• EXERCISE DIRECTIONS
Reproduce the rows from the start through the line with "[(371, 222)]", including that line. Leave the pictures out.

[Extracted data entries]
------------------------------------------------------------------------

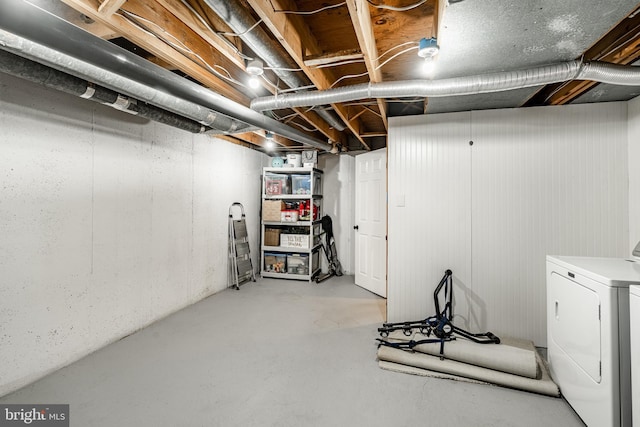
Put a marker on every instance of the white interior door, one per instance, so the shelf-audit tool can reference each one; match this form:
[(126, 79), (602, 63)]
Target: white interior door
[(371, 222)]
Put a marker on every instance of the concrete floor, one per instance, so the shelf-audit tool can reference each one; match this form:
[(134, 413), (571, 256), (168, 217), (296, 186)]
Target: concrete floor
[(274, 353)]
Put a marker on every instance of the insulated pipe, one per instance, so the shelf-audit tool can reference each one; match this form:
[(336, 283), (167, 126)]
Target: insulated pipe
[(242, 23), (38, 35), (37, 73), (486, 83)]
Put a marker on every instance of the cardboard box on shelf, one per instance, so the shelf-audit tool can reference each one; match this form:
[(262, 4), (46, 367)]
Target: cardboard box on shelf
[(298, 264), (272, 237), (294, 241), (275, 262), (271, 209)]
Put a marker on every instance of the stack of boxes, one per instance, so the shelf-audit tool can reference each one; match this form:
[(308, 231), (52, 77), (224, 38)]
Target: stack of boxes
[(279, 211)]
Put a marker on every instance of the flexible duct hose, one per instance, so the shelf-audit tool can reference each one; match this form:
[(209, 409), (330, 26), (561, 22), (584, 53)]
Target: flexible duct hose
[(471, 85)]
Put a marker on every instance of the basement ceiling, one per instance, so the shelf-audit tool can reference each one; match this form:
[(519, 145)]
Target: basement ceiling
[(332, 44)]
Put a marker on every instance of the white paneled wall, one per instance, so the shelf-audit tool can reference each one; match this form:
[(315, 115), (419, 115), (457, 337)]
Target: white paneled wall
[(338, 203), (429, 178), (536, 181), (546, 180), (634, 172), (107, 223)]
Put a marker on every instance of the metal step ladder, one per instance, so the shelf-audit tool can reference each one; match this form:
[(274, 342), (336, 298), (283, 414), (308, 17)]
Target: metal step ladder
[(240, 265)]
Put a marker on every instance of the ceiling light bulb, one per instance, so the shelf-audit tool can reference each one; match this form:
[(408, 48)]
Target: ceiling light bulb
[(254, 83), (255, 67), (428, 47), (429, 65)]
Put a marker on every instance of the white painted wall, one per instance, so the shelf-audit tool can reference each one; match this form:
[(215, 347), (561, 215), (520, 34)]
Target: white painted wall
[(634, 172), (536, 181), (338, 199), (108, 223)]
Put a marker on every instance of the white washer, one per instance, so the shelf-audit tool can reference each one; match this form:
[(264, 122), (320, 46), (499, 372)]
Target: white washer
[(588, 335), (634, 312)]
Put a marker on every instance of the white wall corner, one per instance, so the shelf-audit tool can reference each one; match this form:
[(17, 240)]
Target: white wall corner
[(634, 171)]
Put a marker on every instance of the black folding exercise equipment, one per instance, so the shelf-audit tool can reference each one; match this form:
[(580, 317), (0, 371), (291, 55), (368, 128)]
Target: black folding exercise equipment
[(330, 251), (440, 325)]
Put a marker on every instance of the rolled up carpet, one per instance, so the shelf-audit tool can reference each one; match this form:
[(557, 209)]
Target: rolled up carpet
[(511, 356), (542, 385)]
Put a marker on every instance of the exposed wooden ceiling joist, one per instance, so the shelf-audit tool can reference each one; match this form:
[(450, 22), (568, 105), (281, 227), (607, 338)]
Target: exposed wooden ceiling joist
[(620, 46), (109, 7), (174, 28), (299, 42), (361, 19)]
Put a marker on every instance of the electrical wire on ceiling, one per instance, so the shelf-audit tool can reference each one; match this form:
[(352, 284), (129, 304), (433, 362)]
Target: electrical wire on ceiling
[(396, 8), (283, 69), (219, 34), (336, 64), (311, 12), (178, 45), (248, 30), (296, 89), (394, 48), (382, 64), (348, 76)]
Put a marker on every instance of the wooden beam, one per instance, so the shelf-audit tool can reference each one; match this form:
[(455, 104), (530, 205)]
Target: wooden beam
[(78, 19), (296, 37), (187, 16), (176, 8), (621, 46), (333, 57), (257, 138), (361, 20), (109, 7), (154, 12)]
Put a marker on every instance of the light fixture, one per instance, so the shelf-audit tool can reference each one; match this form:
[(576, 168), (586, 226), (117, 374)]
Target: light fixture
[(269, 143), (428, 67), (255, 69), (428, 48)]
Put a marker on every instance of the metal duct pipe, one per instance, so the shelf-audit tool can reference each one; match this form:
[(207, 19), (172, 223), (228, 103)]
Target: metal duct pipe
[(486, 83), (37, 73), (31, 32), (242, 23)]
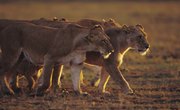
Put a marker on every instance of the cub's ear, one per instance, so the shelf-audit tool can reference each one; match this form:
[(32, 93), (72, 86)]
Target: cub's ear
[(111, 20), (98, 27), (55, 19), (103, 20), (139, 26), (125, 29), (63, 19)]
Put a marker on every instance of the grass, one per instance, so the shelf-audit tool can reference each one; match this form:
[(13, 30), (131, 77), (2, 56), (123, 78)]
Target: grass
[(155, 77)]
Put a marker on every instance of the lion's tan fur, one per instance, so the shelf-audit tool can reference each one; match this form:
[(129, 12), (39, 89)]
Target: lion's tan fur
[(46, 41)]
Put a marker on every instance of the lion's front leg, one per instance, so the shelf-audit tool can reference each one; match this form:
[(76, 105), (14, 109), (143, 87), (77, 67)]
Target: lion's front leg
[(104, 78), (45, 78), (56, 77), (75, 75)]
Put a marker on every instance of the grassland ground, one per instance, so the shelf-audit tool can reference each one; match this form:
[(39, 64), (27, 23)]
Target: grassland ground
[(155, 77)]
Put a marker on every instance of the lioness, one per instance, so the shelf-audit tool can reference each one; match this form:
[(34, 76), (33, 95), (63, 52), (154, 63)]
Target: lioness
[(50, 46), (121, 44), (51, 23)]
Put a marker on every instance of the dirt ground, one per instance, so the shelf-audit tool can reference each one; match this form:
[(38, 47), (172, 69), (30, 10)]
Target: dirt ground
[(155, 77)]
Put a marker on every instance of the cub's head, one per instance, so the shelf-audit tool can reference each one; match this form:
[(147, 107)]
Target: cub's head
[(136, 38), (98, 38)]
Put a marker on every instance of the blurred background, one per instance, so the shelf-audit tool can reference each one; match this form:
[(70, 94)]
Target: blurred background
[(155, 76)]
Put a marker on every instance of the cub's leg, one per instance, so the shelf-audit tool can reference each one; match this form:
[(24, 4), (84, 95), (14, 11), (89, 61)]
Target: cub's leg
[(9, 59), (104, 78), (117, 76), (45, 78), (14, 83), (95, 69), (56, 77)]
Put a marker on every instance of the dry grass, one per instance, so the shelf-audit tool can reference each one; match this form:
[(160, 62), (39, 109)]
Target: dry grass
[(155, 77)]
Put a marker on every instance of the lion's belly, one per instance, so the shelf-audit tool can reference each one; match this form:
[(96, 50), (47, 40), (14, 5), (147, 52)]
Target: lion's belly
[(34, 58), (73, 58)]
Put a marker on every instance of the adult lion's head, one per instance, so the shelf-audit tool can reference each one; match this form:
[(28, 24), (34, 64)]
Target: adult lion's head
[(136, 38), (98, 37)]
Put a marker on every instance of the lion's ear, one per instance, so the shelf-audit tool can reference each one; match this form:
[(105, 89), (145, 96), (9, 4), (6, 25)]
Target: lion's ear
[(55, 19), (111, 20), (98, 27), (103, 20), (125, 29), (63, 19), (139, 26)]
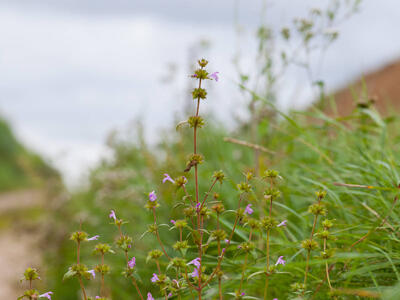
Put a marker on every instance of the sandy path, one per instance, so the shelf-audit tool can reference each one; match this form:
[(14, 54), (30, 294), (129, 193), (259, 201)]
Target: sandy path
[(19, 242)]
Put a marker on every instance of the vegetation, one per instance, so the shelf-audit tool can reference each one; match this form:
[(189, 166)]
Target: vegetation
[(20, 167), (353, 245), (305, 207)]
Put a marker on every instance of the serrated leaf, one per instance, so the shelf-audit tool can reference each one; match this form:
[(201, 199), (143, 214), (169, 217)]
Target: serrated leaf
[(180, 124)]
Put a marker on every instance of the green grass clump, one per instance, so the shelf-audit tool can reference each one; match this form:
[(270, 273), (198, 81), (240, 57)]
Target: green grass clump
[(354, 159)]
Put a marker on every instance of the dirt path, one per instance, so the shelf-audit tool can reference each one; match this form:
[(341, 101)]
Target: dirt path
[(19, 239)]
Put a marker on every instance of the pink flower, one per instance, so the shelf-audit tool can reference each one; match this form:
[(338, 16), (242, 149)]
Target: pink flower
[(280, 261), (132, 263), (152, 196), (150, 296), (94, 238), (93, 273), (195, 262), (112, 215), (195, 273), (214, 76), (248, 209), (168, 178), (283, 223), (46, 295), (176, 282), (154, 278)]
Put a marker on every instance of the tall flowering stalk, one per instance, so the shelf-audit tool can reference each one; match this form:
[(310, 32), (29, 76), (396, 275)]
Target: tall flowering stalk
[(268, 223), (317, 209), (195, 159)]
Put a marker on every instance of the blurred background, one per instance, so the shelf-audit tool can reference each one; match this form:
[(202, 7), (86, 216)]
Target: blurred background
[(72, 71), (78, 75)]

------------------------------------------------------------------------

• EXPECTED ANSWER
Put a marker on every instance of the white interior door, one per instance, so the shelf-audit tool can reference each one; match this form:
[(126, 79), (602, 63)]
Target: white interior door
[(371, 222)]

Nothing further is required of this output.